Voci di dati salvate
----------------------------------------

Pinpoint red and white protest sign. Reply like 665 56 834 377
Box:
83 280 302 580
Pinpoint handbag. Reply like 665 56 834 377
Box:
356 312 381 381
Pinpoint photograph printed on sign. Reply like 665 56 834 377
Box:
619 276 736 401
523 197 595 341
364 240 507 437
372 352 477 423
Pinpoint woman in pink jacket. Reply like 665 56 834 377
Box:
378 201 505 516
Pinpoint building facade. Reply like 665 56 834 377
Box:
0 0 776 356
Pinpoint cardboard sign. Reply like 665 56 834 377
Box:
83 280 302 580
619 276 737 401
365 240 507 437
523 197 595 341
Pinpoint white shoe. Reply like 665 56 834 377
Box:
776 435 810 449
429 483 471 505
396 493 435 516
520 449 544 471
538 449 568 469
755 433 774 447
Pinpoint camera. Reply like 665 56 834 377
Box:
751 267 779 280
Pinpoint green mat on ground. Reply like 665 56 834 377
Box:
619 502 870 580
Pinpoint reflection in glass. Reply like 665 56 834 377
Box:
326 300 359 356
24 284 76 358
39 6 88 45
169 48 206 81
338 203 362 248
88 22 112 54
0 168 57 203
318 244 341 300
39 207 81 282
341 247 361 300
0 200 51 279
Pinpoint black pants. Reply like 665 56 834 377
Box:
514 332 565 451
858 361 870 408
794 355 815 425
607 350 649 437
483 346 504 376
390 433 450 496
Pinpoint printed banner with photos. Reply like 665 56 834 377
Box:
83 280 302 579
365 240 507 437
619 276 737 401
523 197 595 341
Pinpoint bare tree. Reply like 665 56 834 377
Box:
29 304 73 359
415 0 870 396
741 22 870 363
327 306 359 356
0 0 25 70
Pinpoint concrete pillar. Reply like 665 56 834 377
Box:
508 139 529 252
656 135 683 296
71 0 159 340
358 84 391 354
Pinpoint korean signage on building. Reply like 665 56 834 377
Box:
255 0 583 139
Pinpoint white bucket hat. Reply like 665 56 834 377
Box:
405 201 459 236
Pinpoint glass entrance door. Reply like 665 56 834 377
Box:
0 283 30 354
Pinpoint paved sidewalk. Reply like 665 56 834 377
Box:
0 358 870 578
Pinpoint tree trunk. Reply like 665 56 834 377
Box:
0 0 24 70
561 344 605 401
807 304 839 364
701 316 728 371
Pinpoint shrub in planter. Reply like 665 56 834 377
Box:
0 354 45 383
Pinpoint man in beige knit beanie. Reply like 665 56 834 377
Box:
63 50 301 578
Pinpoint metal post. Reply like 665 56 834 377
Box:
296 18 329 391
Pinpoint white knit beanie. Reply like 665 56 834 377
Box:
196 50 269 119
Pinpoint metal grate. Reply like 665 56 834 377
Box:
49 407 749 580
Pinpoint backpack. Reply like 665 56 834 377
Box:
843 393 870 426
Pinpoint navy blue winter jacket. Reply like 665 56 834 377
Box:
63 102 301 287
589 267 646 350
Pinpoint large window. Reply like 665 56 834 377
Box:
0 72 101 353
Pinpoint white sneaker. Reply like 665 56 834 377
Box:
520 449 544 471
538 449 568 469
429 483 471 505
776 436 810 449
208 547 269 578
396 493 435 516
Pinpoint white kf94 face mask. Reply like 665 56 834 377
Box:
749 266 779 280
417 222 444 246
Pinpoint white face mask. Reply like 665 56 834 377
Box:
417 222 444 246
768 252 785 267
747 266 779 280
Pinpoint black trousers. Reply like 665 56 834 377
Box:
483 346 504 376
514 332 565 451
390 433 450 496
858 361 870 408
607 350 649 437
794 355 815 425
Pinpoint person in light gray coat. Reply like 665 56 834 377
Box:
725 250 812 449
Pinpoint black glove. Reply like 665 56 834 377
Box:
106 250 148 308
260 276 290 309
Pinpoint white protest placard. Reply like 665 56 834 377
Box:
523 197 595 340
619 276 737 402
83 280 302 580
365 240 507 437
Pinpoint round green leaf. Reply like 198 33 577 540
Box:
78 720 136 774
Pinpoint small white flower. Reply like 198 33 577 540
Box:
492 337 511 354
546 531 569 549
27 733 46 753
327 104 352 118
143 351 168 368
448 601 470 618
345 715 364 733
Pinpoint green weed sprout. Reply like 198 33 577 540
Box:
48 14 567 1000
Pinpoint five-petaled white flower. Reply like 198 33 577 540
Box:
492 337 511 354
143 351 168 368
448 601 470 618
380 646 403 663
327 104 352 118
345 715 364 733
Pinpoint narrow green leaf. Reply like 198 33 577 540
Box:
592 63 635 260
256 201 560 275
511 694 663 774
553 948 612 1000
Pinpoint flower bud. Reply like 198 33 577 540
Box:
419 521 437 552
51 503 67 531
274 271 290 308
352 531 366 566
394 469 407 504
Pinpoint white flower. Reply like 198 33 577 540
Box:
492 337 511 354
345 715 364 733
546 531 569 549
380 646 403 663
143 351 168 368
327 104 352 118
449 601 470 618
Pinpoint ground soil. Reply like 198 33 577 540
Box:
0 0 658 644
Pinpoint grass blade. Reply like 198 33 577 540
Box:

----------------------------------------

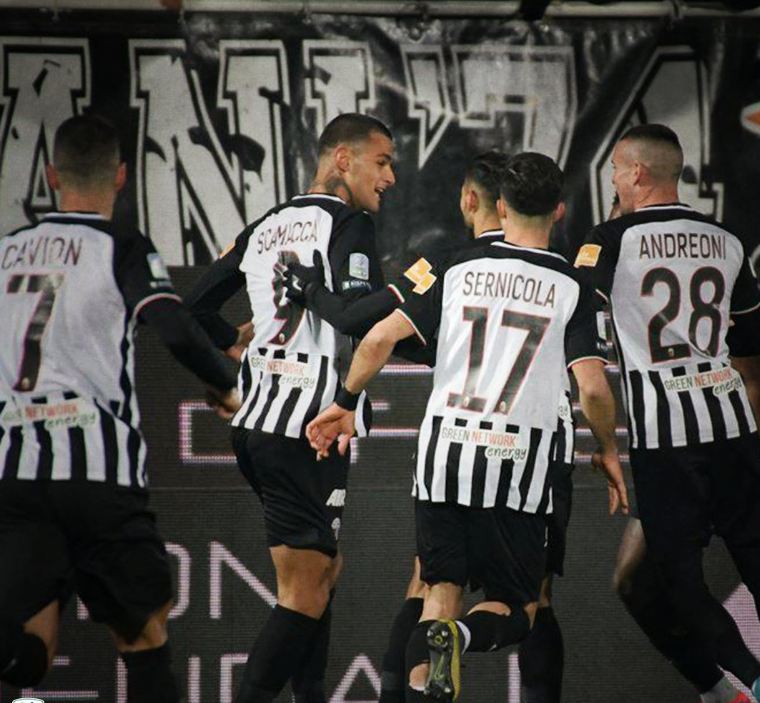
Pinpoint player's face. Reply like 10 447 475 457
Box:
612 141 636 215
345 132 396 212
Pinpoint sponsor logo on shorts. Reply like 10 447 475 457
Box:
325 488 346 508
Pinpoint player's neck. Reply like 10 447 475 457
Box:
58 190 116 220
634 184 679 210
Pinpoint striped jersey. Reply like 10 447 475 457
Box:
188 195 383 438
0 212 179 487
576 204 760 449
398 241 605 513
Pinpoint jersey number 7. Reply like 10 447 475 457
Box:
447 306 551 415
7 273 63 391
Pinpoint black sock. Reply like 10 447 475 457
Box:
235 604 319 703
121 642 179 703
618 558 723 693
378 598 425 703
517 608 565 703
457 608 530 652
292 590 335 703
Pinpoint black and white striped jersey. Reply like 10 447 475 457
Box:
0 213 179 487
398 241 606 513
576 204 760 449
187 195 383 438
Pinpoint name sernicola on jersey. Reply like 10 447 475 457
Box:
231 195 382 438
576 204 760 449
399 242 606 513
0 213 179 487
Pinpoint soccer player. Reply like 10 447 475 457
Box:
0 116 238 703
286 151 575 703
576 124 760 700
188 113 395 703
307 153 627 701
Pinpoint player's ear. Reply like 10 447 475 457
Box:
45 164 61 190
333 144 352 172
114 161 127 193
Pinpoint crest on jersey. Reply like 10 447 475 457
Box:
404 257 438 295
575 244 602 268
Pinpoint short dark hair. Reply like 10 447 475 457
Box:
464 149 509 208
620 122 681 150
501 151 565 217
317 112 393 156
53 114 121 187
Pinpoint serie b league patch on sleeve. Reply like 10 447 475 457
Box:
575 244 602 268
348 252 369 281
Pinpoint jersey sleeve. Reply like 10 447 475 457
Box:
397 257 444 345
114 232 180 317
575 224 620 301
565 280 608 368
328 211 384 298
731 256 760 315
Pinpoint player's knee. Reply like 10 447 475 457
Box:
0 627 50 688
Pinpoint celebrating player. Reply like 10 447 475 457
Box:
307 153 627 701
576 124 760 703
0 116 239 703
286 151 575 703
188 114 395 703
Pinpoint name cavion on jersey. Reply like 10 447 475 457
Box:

----------------------------------------

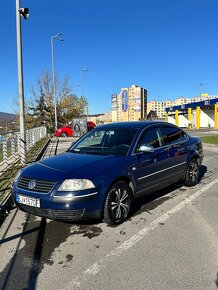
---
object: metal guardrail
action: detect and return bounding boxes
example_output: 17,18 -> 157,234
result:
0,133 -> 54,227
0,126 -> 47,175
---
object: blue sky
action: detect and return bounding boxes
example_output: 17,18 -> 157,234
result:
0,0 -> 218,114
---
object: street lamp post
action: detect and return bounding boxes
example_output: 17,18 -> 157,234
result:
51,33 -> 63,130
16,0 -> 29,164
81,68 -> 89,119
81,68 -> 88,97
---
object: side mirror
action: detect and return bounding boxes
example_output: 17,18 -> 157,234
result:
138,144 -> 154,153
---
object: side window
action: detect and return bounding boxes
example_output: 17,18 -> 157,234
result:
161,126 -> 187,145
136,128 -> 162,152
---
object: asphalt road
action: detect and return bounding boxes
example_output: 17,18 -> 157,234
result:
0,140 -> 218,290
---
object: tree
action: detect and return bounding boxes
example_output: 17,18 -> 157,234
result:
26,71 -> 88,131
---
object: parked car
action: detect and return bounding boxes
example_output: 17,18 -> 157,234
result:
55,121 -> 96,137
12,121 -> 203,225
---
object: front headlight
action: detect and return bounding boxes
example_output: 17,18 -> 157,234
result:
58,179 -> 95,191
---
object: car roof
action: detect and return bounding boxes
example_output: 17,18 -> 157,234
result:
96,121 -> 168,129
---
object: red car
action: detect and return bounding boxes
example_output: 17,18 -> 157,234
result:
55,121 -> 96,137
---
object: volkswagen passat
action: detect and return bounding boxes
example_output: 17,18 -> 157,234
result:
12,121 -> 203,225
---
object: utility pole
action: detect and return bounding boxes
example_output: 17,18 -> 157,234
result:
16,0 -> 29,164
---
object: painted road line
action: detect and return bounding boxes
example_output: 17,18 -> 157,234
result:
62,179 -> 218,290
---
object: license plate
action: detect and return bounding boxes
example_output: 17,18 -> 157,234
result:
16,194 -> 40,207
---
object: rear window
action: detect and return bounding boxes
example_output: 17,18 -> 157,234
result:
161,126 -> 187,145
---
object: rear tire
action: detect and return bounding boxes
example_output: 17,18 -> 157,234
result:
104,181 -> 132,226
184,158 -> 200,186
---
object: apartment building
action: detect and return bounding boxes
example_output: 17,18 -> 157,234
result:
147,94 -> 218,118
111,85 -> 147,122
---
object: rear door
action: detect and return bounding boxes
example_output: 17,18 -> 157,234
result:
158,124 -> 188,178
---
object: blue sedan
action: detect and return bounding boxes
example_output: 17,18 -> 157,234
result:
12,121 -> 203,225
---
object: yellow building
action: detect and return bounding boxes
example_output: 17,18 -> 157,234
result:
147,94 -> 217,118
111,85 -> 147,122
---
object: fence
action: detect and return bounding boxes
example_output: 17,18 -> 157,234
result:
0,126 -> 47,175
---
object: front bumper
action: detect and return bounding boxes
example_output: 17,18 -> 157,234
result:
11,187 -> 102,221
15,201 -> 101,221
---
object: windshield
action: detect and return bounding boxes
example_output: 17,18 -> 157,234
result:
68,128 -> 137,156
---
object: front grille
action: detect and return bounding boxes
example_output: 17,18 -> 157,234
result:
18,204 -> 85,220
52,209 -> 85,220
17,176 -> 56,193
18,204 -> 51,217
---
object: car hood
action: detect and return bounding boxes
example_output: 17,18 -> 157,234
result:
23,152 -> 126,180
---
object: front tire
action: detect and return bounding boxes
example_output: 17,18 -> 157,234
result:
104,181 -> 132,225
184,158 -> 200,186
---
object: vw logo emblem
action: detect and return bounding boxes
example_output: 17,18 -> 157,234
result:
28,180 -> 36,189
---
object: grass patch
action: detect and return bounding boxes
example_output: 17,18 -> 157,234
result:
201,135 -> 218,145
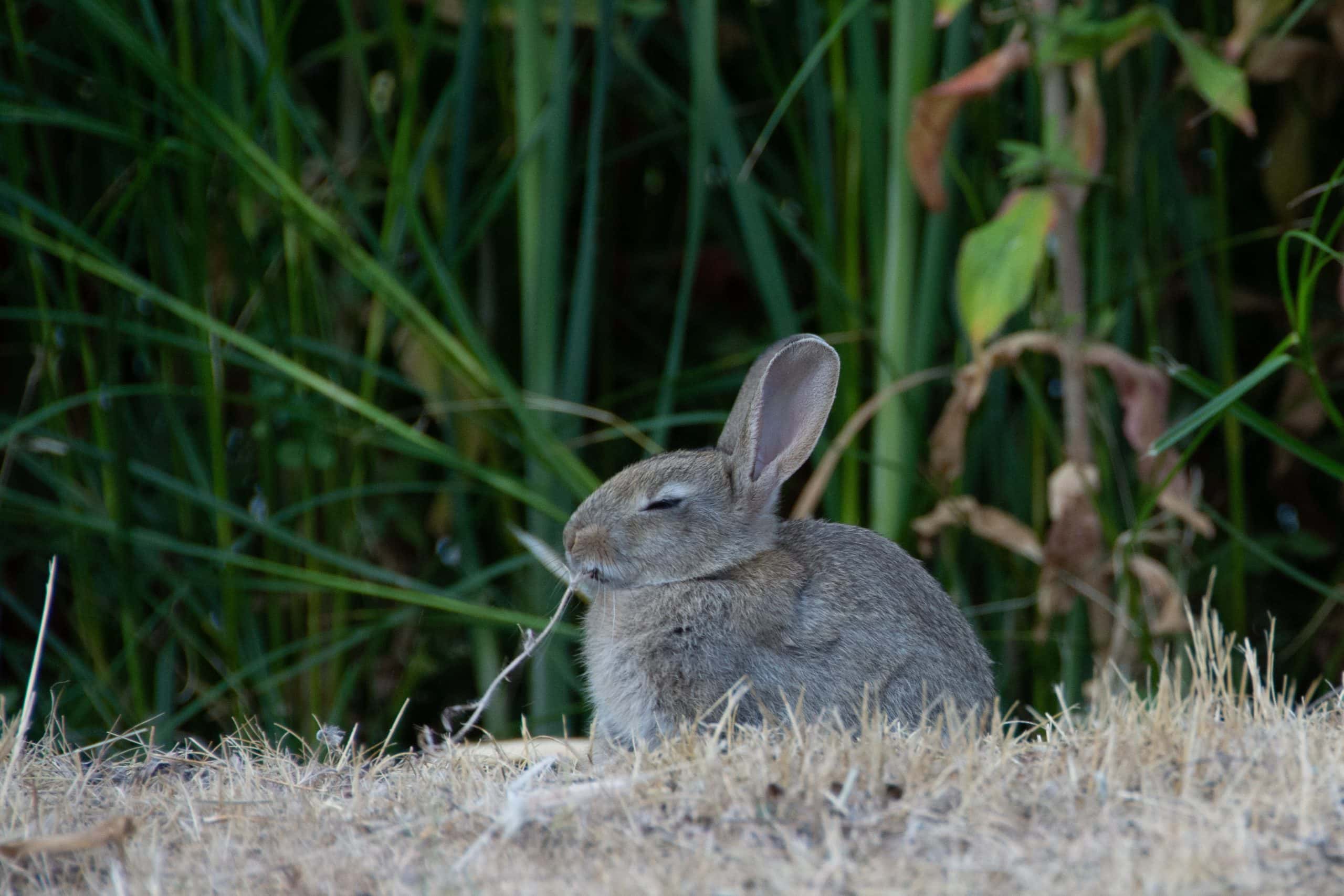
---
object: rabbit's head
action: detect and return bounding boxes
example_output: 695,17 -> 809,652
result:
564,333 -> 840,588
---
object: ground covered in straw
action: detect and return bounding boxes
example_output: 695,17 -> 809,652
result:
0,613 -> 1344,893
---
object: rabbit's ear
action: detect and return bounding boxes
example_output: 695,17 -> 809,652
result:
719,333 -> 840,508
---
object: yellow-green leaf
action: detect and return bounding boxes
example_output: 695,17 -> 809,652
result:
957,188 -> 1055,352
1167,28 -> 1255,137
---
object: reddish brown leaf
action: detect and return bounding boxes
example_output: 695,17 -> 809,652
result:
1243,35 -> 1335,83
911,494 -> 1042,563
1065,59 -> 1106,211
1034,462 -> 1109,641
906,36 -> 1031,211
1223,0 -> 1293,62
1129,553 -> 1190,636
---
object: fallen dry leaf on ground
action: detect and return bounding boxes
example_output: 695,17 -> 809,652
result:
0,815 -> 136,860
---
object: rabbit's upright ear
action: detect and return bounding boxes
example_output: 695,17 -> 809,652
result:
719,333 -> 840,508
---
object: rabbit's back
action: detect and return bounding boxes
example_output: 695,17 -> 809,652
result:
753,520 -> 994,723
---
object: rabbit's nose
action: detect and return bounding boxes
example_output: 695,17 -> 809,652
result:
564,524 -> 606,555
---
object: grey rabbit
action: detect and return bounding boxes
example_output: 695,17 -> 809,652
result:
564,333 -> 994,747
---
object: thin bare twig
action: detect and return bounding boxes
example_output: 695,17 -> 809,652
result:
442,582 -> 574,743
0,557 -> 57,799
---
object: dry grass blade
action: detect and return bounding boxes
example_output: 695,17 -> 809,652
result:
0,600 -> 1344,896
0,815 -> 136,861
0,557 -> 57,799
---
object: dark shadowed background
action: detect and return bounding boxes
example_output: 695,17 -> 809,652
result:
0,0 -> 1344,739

----------------------------------------

◆ COMPITO DA SVOLGERE
Puoi restituire tali e quali le righe dei dati qui sopra, dalla riga che contiene "Pinpoint red and" fino a quella che contiene "378 201 505 516", entrambe incluse?

◆ RISULTATO DEL COMPITO
Pinpoint red and white protest sign. Reply like 665 56 834 377
Box:
83 280 302 580
Pinpoint handbag. Reply like 665 56 834 377
Box:
356 312 381 381
Pinpoint photograph printed on sign. Reply like 665 56 834 377
Box:
619 276 736 401
523 197 595 341
364 240 507 437
372 352 477 423
Pinpoint woman in pink jacket. Reply like 665 56 834 377
Box:
378 201 505 516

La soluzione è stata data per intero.